=== Work to complete ===
Only the tail of the listing is wanted: the line containing "Q: report a point for each instance of the woman's dark" and all after it, repeated exactly, pictures omitted.
[[ Data shown open ]]
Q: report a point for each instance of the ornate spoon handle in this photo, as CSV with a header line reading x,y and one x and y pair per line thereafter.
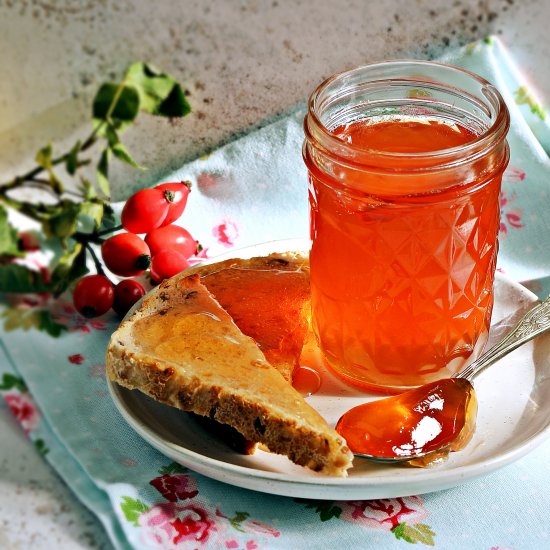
x,y
534,322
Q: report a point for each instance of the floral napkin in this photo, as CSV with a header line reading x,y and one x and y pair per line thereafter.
x,y
52,372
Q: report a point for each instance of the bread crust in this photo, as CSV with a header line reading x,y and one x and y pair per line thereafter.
x,y
231,384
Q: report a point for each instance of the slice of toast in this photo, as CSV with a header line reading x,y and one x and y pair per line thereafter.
x,y
268,298
183,349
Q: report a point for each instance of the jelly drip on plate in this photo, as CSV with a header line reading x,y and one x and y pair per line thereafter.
x,y
306,380
435,416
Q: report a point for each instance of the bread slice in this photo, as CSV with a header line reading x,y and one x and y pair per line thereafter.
x,y
183,349
268,298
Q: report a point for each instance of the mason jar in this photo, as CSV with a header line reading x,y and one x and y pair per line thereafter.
x,y
405,161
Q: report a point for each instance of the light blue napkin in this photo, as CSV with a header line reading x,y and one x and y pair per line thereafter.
x,y
250,191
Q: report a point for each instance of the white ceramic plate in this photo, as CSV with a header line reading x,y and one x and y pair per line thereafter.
x,y
513,418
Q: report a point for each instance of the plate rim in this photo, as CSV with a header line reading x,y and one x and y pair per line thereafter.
x,y
285,484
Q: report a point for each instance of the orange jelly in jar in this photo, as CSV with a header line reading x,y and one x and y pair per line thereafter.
x,y
405,161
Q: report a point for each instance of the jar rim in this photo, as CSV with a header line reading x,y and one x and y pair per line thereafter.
x,y
496,131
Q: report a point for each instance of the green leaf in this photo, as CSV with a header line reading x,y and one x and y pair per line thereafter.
x,y
160,94
64,223
121,153
41,447
87,189
132,509
325,508
18,278
90,217
172,468
8,236
116,101
10,382
71,162
48,325
111,135
44,157
109,219
102,173
70,266
414,533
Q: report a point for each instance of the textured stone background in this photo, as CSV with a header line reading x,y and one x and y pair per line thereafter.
x,y
243,62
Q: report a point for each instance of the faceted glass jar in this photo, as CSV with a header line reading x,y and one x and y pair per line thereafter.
x,y
405,161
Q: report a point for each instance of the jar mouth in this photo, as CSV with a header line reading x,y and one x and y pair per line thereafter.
x,y
481,106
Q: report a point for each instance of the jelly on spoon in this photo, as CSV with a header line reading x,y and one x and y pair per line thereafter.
x,y
422,424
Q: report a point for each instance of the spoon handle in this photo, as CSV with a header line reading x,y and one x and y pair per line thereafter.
x,y
534,322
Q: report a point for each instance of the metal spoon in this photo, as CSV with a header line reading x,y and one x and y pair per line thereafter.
x,y
532,324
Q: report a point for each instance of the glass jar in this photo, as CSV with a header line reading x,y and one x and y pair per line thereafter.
x,y
405,161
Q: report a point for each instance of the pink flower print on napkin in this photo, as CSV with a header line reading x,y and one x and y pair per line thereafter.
x,y
384,513
176,487
513,174
170,525
226,232
24,409
64,313
510,217
76,359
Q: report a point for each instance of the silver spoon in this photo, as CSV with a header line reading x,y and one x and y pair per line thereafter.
x,y
535,322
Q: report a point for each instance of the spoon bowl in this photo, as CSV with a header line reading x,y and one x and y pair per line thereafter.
x,y
426,423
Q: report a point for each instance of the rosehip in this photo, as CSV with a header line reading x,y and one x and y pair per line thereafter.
x,y
171,237
126,254
180,191
93,295
146,210
166,264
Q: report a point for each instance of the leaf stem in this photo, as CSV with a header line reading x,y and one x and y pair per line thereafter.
x,y
97,263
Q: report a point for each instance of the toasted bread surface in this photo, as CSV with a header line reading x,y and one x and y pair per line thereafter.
x,y
183,349
268,298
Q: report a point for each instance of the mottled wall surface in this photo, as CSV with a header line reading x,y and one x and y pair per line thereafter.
x,y
243,62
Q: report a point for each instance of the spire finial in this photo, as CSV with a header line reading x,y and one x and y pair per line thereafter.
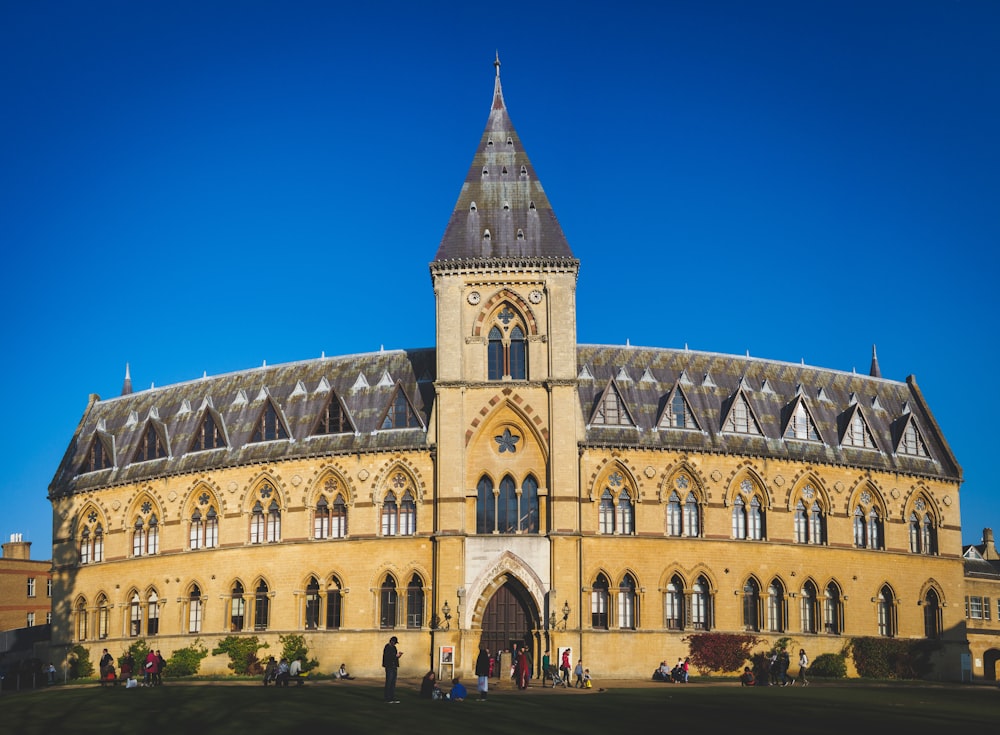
x,y
127,385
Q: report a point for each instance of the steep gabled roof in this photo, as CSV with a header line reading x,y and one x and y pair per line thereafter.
x,y
502,211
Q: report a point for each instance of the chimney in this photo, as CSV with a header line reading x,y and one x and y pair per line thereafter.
x,y
16,548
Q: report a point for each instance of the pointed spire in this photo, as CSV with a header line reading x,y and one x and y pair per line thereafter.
x,y
502,211
127,385
874,371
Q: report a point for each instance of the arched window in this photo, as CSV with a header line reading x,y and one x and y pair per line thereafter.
x,y
261,607
932,615
606,512
776,607
599,603
388,601
237,608
529,505
312,604
338,518
701,605
194,609
808,608
674,515
507,506
886,609
751,605
415,603
334,594
673,604
135,615
485,506
103,617
506,351
627,614
321,519
833,610
152,614
625,516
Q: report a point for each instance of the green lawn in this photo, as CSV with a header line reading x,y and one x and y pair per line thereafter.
x,y
357,707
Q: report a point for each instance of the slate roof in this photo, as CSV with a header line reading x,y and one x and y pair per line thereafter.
x,y
643,377
502,211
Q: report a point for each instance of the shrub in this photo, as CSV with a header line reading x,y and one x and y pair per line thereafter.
x,y
187,661
294,647
720,651
80,665
891,658
830,665
242,651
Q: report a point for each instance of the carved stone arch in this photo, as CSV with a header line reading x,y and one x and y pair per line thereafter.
x,y
252,491
672,474
82,521
746,471
193,498
606,469
507,565
133,508
524,309
387,479
877,499
809,478
932,584
525,416
318,483
919,491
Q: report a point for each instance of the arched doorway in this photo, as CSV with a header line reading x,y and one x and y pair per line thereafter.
x,y
510,617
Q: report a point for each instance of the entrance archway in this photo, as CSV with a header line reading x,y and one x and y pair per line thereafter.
x,y
510,617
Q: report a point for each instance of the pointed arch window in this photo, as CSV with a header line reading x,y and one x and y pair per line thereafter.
x,y
776,607
599,603
103,617
237,608
151,446
627,612
506,347
152,614
933,625
268,426
312,604
194,609
751,605
135,615
400,414
833,610
208,435
886,612
261,606
334,596
415,603
673,604
387,603
809,611
701,605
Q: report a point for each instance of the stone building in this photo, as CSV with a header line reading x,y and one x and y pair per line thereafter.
x,y
510,485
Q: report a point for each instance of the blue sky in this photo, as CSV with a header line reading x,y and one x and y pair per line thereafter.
x,y
193,187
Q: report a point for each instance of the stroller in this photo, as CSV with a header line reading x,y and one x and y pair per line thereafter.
x,y
553,672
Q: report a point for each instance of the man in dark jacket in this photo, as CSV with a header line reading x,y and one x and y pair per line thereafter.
x,y
390,662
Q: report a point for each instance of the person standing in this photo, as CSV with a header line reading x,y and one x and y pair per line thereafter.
x,y
483,671
390,662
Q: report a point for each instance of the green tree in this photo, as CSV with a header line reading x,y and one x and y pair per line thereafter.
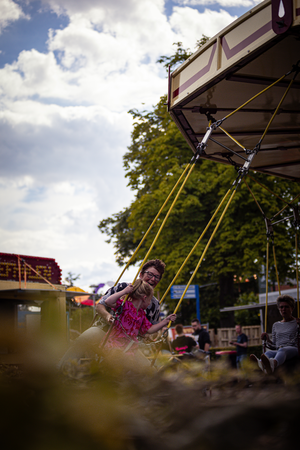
x,y
247,316
155,159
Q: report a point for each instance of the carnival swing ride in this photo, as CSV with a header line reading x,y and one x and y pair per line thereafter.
x,y
236,101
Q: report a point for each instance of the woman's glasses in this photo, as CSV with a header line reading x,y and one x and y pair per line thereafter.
x,y
151,275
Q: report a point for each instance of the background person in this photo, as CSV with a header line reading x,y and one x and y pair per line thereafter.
x,y
241,346
284,337
201,336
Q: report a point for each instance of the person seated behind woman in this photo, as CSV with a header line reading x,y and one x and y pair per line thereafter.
x,y
284,337
133,320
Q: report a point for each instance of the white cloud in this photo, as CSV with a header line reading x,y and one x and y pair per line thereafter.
x,y
9,12
64,125
191,24
223,3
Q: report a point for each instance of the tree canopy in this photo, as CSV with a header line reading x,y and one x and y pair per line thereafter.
x,y
153,163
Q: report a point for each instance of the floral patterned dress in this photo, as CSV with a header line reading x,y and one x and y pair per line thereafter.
x,y
127,327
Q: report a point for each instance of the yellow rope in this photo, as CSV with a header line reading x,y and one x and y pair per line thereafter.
x,y
232,138
152,224
267,275
297,273
195,246
277,276
253,98
164,221
254,198
276,110
203,254
279,212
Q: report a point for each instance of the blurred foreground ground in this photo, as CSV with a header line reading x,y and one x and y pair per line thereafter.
x,y
119,407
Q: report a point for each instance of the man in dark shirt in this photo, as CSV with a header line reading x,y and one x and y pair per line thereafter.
x,y
241,344
201,335
183,343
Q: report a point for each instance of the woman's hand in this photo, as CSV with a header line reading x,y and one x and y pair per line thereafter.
x,y
265,336
171,317
128,289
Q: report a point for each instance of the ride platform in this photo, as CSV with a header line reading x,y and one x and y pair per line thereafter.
x,y
234,66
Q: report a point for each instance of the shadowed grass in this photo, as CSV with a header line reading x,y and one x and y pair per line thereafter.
x,y
116,405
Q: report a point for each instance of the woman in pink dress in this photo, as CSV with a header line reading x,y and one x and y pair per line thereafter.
x,y
132,320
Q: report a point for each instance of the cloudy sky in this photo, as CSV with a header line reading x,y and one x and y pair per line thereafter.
x,y
69,72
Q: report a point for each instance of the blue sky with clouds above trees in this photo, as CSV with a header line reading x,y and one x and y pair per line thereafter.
x,y
69,72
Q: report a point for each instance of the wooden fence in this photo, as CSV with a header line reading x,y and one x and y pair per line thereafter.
x,y
225,335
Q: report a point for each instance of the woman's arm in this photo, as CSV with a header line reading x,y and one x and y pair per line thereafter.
x,y
163,323
112,300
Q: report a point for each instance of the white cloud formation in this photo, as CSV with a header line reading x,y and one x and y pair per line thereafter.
x,y
191,23
223,3
10,12
65,127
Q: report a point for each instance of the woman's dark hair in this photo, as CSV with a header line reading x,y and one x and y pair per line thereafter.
x,y
287,299
141,288
157,264
179,329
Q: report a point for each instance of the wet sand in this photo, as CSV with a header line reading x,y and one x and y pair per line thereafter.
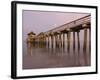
[[ Data shown closed ]]
=== Written solution ===
Q: report a point for each instance of the woman's dark hair in this photo, as CSV with a header line reading x,y and one x and y pair per line thereafter.
x,y
287,299
141,288
157,264
179,329
Q: report a point for each instance of the wet sand in this photo, as CSV with a header line reading x,y and one x and y pair per line thereafter.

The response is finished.